> _Estratto del documento_:

#####

Ode a te, oh erba, che ci fai godere al massimo il gioco del tennis. Esaltandone l’attitudine offensiva, aumentandone l’imprevedibilità, incrementandone la velocità. Di più: costringendo i guerrieri della racchetta a cambiare finalmente spartito, evadendo dal potente e ripetitivo bim-bum-bam da superficie dure, veloci, ma dai rimbalzi sicuri. In questi primi giorni il semaforo è verdissimo, senza vie di mezzo cromatiche, senza variazioni con la terra rossa tradizionale che diventa grigia ed è stata anche blu, il cemento e il sintetico indoor che si vestono di più colori ma restano fondamentalmente sempre uguali e impermeabili.
Mentre l’erba cambia, vive, partecipa, cambia drasticamente le carte in tavola rilancia protagonisti. O almeno gli restituisce la speranza che il loro tennis basti, senza tanto fisico e resilienza. Tennis e basta.
RADICI
Del resto, il tennis è nato probabilmente indoor, ma appena è uscito all’aria aperta ha conquistato come prima superficie i prati, lawn, come direbbero nel’Inghilterra che ha brevettato il gioco.
Nasce libero, senza tante tattiche, col solo obbligo di star ben più con le gambe per dominare i rimbalzi più bassi e poi spingere in avanti cercando la rete: l’ABC di questo sport che, ahinoi, imbavaglia sempre più la fantasia ed esagera con percentuali, statistiche, schemi, viedeoanalisi, numeri. Invece sull’erba bisogna rischiare, bisogna aver fiducia e coraggio, non esistono limiti e tabù, non ci sono zone off-limits e confort-zone: il campo va coperto tutto, come tutti i colpi vanno frequentati.
Bisogna correre, bisogna reagire subito, bisogna staccarsi dalla riga di fondo, bisogna dar seguito all’azione, bisogna rispettare la regola numero 1: chi si ferma è perduto.
ESEMPIO
Così, c’è spazio per la matura Petra Kvitova, giraffona mancina che, a 33 anni, ripropone la protagonista dei due trionfi a Wimbledon 2011 e 2014 sulla spinta di super-servizio e dritto supercurvo.
Così, il danese rampante Holger Rune, coi suoi 20 anni, esce dall’efficace gioco moderno da fondo, buttandosi a rete con tutte le ambizioni di erede dei Fab Four, e rischia il tutto per tutto con quella faccia da bambino che si ruzzola beato e sorridente sui prati. Così, il fenomenale coetaneo, Carlos Alcaraz, più predisposto del rivale di fisico e di attitudine, accetta la nuova sfida e mette subito qualche tacca che gli dà fiducia per Wiumbledon.

#####

> _Estratto del dataset_:
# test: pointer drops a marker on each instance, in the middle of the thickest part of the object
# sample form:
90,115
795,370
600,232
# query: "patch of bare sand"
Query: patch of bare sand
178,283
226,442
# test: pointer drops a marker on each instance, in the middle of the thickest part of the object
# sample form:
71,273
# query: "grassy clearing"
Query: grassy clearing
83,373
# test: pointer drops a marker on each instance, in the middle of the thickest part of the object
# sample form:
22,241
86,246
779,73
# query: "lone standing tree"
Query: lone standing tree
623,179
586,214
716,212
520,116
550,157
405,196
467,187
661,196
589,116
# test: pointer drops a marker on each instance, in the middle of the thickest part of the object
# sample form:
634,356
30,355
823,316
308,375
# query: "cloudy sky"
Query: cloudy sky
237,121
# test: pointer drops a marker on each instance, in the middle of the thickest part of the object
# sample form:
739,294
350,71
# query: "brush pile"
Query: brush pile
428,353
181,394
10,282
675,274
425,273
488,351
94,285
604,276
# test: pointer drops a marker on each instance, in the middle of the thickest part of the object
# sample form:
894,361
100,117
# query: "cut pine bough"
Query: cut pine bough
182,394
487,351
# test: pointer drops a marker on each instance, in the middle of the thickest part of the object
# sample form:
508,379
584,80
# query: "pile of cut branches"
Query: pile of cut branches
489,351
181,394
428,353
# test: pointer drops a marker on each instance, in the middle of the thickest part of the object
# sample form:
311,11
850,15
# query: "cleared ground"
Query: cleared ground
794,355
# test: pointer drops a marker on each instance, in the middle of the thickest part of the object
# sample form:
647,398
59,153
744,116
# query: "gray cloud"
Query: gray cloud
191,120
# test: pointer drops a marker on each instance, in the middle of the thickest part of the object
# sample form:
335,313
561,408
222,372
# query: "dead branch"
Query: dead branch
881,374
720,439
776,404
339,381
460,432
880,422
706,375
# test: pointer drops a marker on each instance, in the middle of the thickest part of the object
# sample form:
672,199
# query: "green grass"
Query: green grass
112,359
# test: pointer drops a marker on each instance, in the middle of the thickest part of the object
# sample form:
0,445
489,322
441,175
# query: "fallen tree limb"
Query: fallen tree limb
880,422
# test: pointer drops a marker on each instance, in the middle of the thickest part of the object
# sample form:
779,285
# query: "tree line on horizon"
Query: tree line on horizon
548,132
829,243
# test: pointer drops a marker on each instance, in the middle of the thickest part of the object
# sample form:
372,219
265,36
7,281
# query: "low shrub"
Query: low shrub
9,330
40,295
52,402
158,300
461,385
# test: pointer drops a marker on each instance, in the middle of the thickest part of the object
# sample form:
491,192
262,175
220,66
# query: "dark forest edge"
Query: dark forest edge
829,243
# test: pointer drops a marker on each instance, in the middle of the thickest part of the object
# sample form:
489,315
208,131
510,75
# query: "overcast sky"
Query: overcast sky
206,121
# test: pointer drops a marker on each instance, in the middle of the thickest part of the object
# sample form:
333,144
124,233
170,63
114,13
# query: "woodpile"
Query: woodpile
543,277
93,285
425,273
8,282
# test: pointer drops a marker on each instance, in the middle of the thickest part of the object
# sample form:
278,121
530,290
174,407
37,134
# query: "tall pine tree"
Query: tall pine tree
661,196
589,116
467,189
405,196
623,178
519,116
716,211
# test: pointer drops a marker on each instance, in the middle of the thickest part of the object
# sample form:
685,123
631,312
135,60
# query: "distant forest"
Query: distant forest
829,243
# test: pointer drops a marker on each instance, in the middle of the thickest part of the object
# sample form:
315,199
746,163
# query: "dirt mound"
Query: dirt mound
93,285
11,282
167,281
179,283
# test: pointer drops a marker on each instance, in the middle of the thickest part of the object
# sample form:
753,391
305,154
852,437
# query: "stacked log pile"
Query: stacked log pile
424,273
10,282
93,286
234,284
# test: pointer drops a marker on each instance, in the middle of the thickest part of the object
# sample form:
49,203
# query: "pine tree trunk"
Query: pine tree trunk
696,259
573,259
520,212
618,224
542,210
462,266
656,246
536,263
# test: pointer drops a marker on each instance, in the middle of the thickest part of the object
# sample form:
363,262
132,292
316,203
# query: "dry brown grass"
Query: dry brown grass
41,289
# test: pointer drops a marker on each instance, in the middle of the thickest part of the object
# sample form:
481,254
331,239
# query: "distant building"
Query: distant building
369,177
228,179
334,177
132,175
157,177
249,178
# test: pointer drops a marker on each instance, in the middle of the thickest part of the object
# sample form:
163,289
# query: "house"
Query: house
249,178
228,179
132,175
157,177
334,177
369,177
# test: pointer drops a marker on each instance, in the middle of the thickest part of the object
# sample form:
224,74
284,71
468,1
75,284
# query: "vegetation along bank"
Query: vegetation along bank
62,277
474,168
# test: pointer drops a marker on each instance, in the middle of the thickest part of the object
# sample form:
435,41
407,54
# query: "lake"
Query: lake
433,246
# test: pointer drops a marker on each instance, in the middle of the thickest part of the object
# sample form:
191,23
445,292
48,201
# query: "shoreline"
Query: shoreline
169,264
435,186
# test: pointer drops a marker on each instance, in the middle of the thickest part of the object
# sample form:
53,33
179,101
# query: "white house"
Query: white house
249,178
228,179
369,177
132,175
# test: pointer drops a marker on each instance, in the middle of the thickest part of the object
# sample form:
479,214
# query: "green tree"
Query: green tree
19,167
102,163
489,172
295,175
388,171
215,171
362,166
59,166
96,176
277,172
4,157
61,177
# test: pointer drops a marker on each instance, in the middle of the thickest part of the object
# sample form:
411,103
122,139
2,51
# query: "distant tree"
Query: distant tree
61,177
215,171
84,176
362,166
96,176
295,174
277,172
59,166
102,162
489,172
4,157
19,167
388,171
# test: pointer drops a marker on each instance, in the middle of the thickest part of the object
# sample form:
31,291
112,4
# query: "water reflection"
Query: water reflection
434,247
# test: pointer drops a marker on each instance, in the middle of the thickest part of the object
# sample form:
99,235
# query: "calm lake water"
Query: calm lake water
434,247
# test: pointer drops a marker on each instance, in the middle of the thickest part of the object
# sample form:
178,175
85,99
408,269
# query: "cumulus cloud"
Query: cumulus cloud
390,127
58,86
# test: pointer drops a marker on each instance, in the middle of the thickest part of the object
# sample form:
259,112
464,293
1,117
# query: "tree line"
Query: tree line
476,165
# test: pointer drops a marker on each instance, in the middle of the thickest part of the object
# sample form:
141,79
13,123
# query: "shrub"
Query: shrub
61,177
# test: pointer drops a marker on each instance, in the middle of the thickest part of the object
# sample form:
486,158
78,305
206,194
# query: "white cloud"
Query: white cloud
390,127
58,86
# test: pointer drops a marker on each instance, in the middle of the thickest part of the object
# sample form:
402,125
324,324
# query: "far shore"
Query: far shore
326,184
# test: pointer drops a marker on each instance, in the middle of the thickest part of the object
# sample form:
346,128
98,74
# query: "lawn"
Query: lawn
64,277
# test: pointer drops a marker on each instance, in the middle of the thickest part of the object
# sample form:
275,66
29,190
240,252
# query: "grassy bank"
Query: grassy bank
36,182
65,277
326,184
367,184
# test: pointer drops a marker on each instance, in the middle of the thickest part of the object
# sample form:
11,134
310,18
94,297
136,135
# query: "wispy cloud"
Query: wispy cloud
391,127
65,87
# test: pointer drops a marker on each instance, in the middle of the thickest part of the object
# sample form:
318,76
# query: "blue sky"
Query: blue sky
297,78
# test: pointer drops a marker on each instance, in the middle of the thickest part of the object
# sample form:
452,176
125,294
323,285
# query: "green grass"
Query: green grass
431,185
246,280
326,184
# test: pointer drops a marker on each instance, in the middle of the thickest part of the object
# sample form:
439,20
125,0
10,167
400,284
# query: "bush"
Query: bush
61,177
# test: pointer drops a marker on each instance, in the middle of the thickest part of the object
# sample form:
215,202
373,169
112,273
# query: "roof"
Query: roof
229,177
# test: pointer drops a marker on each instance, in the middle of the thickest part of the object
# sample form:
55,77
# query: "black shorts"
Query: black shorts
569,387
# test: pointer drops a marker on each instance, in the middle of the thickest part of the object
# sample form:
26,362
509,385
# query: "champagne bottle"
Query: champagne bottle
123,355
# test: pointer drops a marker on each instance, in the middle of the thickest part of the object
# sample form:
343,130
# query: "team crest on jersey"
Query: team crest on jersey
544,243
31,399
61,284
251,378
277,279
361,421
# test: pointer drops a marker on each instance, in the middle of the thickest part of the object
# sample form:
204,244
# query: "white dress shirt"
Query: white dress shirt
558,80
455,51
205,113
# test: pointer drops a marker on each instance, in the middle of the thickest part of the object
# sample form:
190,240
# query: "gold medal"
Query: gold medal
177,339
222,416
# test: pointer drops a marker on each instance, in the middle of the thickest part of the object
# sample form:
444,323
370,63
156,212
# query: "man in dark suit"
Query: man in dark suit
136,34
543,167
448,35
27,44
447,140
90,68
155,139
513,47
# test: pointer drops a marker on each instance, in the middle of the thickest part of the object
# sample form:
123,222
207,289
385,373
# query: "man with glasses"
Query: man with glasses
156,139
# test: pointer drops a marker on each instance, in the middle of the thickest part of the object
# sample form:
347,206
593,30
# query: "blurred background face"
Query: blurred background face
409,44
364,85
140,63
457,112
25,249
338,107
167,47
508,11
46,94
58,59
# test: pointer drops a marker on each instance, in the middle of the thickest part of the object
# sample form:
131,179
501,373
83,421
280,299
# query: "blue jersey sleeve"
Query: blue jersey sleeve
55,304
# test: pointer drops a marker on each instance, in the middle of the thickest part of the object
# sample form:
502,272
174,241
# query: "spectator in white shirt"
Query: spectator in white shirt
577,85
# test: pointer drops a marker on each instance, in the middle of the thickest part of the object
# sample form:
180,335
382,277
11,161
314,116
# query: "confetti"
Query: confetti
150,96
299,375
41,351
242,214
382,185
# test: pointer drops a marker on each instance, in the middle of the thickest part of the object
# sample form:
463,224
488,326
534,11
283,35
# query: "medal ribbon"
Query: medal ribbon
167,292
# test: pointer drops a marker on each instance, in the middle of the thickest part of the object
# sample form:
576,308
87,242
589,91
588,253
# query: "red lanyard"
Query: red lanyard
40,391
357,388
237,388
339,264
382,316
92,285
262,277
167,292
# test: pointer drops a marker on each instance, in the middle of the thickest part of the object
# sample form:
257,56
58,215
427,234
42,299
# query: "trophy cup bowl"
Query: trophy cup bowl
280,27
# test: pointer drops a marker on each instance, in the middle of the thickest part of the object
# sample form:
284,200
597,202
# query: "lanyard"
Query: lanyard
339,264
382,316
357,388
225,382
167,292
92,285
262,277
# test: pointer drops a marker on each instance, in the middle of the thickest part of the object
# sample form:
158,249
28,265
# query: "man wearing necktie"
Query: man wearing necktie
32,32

#####

> _Da svolgere_:
Rispondi per favore a queste domande sull'articolo dedicato al tennis su erba, numerando le risposte allo stesso modo.
1. Qual è la regola numero 1 da rispettare sull'erba?
2. In quali anni Petra Kvitova ha trionfato a Wimbledon?
3. Di che nazionalità è Holger Rune e quanti anni ha?

> _Esercizio svolto_:
1. Chi si ferma è perduto.
2. Nel 2011 e nel 2014.
3. È danese e ha 20 anni.